[Selected extract]

To run without key switch, a second wire should be run from sevcon to contactor.
I suggest you wire contactor direct from Sevcon.
The way its wired now is my idea and makes the conversion plug and play. However only in a working car without wiring issues.
Your car seems to be a nightmare, and others will not experience the need for 2 week technical support. If they do we may not stay in business long. At least not Mike, he has a real job!
Remove and tape the two coil wires.
Run two new small leads from controller to contactor coil.
Polarity doesn’t matter.
Make sure you understand this. Mistake can get expensive at this point.
If not sure have someone interpret for you. I’m not always easy to follow.
Did we ever get the throttle info? Been a while.
As David said Turn on your new switch and then the key and see if you contactor pulls in.
@Inwo - I don’t think I put a wire on pin4 of the Sevcon so we would have to ship him a header wire and he would have to take it appart and add the wire.
Not from Ernida15 - as we have not had to troubleshoot his throttle. Different install. Erniea15 had wheels turning but only had the 12v issue.
Easy enough to wire without it.
You explain it though.

[What is being asked] Write out, word for word, the stretch of the contactor wiring advice above from "Polarity doesn’t matter." through "wire without it.".

[Data extracts]
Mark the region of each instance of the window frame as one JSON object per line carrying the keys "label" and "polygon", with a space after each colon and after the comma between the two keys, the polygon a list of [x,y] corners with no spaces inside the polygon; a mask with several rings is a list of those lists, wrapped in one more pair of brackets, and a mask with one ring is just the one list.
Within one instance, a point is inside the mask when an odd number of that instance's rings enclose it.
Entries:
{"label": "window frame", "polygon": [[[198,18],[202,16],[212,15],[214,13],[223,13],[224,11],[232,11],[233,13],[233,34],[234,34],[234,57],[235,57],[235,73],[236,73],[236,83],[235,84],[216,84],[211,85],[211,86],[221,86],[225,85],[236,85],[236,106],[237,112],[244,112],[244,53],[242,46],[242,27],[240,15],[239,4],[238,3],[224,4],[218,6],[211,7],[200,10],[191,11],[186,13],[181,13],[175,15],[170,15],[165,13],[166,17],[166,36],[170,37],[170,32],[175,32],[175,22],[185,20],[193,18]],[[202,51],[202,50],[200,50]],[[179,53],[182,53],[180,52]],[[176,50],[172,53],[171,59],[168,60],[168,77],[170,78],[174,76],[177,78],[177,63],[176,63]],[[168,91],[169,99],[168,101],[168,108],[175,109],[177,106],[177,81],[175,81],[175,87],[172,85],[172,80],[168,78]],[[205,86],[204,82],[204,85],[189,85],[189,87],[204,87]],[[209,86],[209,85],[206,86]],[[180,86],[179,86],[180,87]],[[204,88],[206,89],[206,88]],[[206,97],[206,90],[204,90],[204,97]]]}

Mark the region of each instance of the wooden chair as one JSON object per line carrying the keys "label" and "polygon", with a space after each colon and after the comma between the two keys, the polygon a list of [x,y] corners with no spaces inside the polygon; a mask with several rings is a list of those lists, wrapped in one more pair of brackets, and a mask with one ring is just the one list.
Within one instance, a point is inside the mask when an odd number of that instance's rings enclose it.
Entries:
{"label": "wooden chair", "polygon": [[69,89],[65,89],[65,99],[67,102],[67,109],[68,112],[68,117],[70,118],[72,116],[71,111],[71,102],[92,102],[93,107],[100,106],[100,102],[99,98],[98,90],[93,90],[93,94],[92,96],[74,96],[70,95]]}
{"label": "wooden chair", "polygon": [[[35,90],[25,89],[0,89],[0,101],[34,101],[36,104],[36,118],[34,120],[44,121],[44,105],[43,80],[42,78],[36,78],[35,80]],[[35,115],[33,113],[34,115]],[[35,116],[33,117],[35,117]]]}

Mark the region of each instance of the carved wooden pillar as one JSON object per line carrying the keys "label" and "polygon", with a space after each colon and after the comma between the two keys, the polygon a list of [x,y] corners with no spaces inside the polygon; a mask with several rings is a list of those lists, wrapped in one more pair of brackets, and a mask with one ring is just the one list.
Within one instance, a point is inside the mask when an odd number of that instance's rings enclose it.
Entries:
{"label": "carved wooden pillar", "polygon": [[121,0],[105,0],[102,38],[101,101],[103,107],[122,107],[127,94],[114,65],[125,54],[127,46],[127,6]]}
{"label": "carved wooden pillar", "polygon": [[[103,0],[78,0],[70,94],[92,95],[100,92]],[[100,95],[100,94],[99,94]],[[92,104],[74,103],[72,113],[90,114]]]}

[Solution to the problem]
Polarity doesn’t matter.
Make sure you understand this. Mistake can get expensive at this point.
If not sure have someone interpret for you. I’m not always easy to follow.
Did we ever get the throttle info? Been a while.
As David said Turn on your new switch and then the key and see if you contactor pulls in.
@Inwo - I don’t think I put a wire on pin4 of the Sevcon so we would have to ship him a header wire and he would have to take it appart and add the wire.
Not from Ernida15 - as we have not had to troubleshoot his throttle. Different install. Erniea15 had wheels turning but only had the 12v issue.
Easy enough to wire without it.